On July 27, the UK Court of Appeal ruled by two-to-one that the Department of Work and Pensions (DWP) must release the names of the companies and organisations that benefitted from the government’s Mandatory Work Activity (MWA) workfare scheme.

Some 500-plus organisations benefitted as a result of free forced labour over a six-month period between July 2011 and January 2012.

The names include well-known high street supermarkets and shops such as Tesco, Boots, WHSmith and Superdrug as well as charities including Oxfam, Age UK and the National Trust. Several local authorities also benefitted, among them Scarborough, Whitby and Essex councils, as have a number of academic institutions.

The MWA scheme was brought in by the Conservative/Liberal Democrat coalition government in May 2011 and ran until November 2015 when the DWP let the programme lapse. The Blair/Brown New Labour government from 2005 to 2010 had experimented with a similar scheme, the Jobseeker Mandatory Activity, piloting it between 2006 and 2008 but did not proceed further.

Under MWA, benefit claimants were obliged to do 30 hours unpaid work a week or risk being sanctioned and losing their Job Seekers Allowance (JSA) payment of around £70 a week. The placement was for a four-week period. According to the DWP, the MWA scheme was meant to target those “lacking, or failing to demonstrate, the focus and discipline that is necessary to effectively: seek out and pursue job opportunities [or] secure and retain employment”.

In 2012, the DWP itself carried out a review of the effectiveness of the MWA programme. The findings showed that the scheme did not help unemployed people get into work and did not enhance the prospects of those seeking work to obtain a proper job. Despite the overwhelming evidence showing its ineffectiveness, the DWP decided to expand the programme, forcing around 70,000 claimants a year onto it at a cost to the state of £5 million a year.

What you will do: Under the workfare scheme described in the text, how many hours of unpaid work per week were benefit claimants obliged to do?

Data extract:
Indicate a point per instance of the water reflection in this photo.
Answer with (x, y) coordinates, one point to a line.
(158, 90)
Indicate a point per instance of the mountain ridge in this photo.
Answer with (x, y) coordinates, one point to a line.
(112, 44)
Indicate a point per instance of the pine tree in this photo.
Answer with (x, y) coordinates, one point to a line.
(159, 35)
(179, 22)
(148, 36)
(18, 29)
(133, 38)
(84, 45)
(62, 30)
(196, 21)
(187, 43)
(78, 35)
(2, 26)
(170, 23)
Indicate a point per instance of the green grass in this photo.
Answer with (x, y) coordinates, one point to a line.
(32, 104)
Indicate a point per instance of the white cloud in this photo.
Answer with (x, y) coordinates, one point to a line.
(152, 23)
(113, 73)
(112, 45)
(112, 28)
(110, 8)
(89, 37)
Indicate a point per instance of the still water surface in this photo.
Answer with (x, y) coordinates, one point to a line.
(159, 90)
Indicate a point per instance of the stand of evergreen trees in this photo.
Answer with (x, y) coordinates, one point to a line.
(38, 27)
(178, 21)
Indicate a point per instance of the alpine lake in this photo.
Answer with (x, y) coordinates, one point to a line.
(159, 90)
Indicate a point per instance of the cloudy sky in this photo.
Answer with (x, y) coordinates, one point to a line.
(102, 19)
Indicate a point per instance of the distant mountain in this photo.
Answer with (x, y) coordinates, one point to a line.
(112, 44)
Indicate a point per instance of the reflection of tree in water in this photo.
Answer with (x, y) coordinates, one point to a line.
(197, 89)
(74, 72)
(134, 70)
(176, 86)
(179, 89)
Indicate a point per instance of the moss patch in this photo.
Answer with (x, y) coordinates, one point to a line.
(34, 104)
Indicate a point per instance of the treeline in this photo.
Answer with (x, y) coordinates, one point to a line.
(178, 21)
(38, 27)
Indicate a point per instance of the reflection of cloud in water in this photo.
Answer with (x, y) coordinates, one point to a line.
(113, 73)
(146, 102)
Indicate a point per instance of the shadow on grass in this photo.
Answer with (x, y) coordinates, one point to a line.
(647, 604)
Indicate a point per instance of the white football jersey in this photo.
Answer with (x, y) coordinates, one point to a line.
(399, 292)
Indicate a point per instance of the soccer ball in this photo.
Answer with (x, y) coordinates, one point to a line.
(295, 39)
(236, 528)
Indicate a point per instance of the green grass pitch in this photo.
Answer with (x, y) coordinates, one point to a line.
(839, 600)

Response to the exercise: 30 hours a week.